++++ EXCERPT PROVIDED ++++

An interesting idea based on a deterministic perspective. Pure theory, nothing else...
...Fish are simply complex biological things, governed by genes which dictate aspects such as size, natural wariness etc, and can in theory be entirely predictable in how they interact to minute changes in the local environment. So, if you were to map out the genome of your quarry and thoroughly study every genes' effect, you could in theory formulate a statistical model, of which the only variables would be the learned behaviors of the fish, which would be brought on my things like predation and angling pressure. So you could create a statistical model on which informed assumptions such as how likely a fish is to feed, where it will feed and what it will prefer as bait, and whether or not it will respond to camouflaged line. The genetics would even make a fish predisposed to wariness or feeding with seeming abandon. Also, providing a lake isn't stocked, the genome of your lake would be discrete, so you could (if you really had the time and motivation) work out the proportion of fish in the lake that will be likely to have these predispositions to wariness or strong feeding behavior. With this knowledge you could then surely devise an equation into which you simply type in variables such as temperature, light and date and be given an approximate probability of whether or not you'd catch or not...
I've probably made a false assumption somewhere, so would be interested in seeing my theory ripped into by the biologists on the forum.
One obvious problem is that it assumes that fish lack freewill, and the subsequent argument would be that humans lack free will as well, being also just a creature made up of genetic predispositions and cause and effect style learned behavior.

++++

- REQUIRED ACTION A -
Answer these from the forum post on predicting fish behavior:
(i) In the writer's model, what would be the only variables?
(ii) What has to be true of a lake for its genome to be discrete?
(iii) What obvious problem does the writer see with the theory?
- REQUIRED ACTION B -
Quote the stretch of the forum post on predicting fish behavior from "I've probably made" through "style learned behavior.".
The lines that come after this have nothing to do with it.

++++ DATA ++++

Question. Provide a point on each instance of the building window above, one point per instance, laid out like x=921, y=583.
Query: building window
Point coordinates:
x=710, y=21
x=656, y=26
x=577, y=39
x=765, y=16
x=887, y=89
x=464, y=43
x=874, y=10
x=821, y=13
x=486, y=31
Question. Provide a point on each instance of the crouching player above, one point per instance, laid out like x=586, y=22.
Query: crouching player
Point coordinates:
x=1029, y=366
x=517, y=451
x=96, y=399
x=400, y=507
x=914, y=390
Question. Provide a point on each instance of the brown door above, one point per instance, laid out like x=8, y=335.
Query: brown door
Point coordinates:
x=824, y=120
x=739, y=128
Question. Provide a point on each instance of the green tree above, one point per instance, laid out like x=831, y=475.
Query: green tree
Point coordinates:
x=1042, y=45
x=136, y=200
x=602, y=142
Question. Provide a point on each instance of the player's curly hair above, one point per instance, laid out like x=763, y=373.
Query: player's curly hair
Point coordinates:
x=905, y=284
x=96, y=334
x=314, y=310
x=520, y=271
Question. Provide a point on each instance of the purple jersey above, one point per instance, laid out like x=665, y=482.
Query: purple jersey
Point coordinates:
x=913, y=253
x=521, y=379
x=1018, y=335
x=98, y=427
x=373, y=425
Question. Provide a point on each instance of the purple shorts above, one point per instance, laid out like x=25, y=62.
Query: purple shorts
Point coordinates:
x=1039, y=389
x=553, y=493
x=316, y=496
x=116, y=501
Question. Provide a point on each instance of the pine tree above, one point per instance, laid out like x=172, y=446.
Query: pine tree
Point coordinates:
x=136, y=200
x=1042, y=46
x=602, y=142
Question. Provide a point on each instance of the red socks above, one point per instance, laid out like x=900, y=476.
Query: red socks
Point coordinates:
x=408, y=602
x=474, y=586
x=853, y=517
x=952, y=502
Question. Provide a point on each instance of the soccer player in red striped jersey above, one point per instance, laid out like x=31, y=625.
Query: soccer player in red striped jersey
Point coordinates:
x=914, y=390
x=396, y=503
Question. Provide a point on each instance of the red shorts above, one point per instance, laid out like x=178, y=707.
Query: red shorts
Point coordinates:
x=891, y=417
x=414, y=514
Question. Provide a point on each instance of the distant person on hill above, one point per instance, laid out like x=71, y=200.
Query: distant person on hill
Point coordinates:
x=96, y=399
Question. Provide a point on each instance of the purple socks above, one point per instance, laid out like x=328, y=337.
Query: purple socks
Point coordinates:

++++

- WRITTEN ANSWER A -
(i) The learned behaviors of the fish.
(ii) The lake must not be stocked.
(iii) It assumes that fish lack free will.

- WRITTEN ANSWER B -
I've probably made a false assumption somewhere, so would be interested in seeing my theory ripped into by the biologists on the forum.
One obvious problem is that it assumes that fish lack freewill, and the subsequent argument would be that humans lack free will as well, being also just a creature made up of genetic predispositions and cause and effect style learned behavior.